• **Exercise prompt**: Shift every coordinate in the answers below by -40, and give all these lines again, requests included. Leave the pictures out.

• **Recorded information**:
** start **
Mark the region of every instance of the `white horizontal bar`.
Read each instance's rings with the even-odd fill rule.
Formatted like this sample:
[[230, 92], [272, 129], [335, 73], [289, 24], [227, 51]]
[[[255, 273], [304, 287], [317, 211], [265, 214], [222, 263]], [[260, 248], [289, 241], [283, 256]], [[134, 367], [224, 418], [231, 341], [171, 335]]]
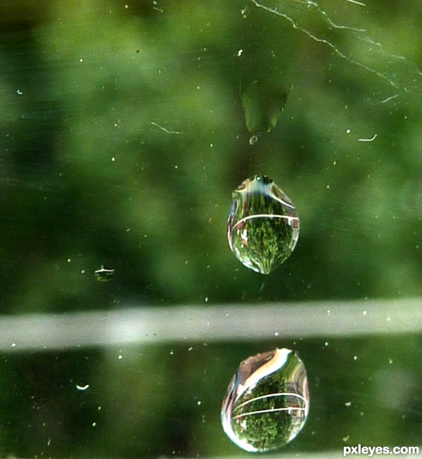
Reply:
[[0, 315], [0, 350], [163, 342], [351, 337], [422, 331], [422, 298], [257, 305], [129, 307]]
** end **
• **Result below**:
Mark the region of every instance of the `white horizontal bar`.
Read each instance's rings with the even-odd fill rule.
Formatted like this sample:
[[230, 92], [272, 129], [335, 73], [289, 24], [227, 51]]
[[[255, 273], [304, 287], [317, 211], [265, 214], [222, 263]], [[260, 248], [289, 241], [283, 256]], [[134, 367], [224, 418], [231, 341], [171, 335]]]
Reply:
[[-40, 275], [-40, 310], [123, 302], [311, 297], [382, 291], [382, 258], [217, 265], [89, 267]]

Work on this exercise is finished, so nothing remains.